-- ACTIVITY --
Print out the records precisely, keeping each line identical to its source.

-- PROVIDED RECORDS --
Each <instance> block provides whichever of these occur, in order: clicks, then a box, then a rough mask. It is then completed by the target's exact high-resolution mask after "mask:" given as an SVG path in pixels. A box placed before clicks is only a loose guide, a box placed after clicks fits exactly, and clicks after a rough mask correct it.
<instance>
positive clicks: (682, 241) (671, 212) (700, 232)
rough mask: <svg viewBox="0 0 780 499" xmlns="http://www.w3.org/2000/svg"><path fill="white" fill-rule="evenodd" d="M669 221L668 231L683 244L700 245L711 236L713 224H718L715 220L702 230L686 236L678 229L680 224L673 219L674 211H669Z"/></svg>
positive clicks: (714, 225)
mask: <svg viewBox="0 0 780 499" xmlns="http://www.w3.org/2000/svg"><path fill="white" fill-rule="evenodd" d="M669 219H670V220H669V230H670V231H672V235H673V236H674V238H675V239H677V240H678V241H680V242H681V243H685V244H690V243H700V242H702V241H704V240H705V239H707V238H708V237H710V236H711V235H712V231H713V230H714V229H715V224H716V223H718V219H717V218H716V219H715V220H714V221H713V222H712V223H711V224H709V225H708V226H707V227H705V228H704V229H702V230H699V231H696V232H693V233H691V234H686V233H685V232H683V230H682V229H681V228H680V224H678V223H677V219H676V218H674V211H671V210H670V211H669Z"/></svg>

-- SOLUTION FOR THIS EXERCISE --
Each <instance> block provides whichever of these occur, in order: clicks, then a box, then a rough mask. It is then completed by the target's exact high-resolution mask after "mask:" given as an SVG path in pixels. A box placed before clicks is only a loose guide, a box placed after clicks fits exactly, and clicks after a rough mask correct it.
<instance>
positive clicks: (682, 241) (671, 212) (700, 232)
rough mask: <svg viewBox="0 0 780 499" xmlns="http://www.w3.org/2000/svg"><path fill="white" fill-rule="evenodd" d="M669 221L668 231L683 244L700 245L711 236L713 224H718L715 220L702 230L686 236L678 229L680 224L673 219L674 211H669Z"/></svg>
positive clicks: (714, 225)
mask: <svg viewBox="0 0 780 499" xmlns="http://www.w3.org/2000/svg"><path fill="white" fill-rule="evenodd" d="M669 219H670V220H669V230H670V231H672V235H673V236H674V238H675V239H677V240H678V241H680V242H681V243H685V244H690V243H700V242H702V241H704V240H705V239H707V238H708V237H710V236H711V235H712V231H713V230H714V229H715V224H716V223H718V219H717V218H716V219H715V220H714V221H713V222H712V223H711V224H709V225H708V226H707V227H705V228H704V229H702V230H699V231H696V232H693V233H691V234H686V233H685V232H683V230H682V229H681V228H680V224H678V223H677V219H676V218H674V211H671V210H670V211H669Z"/></svg>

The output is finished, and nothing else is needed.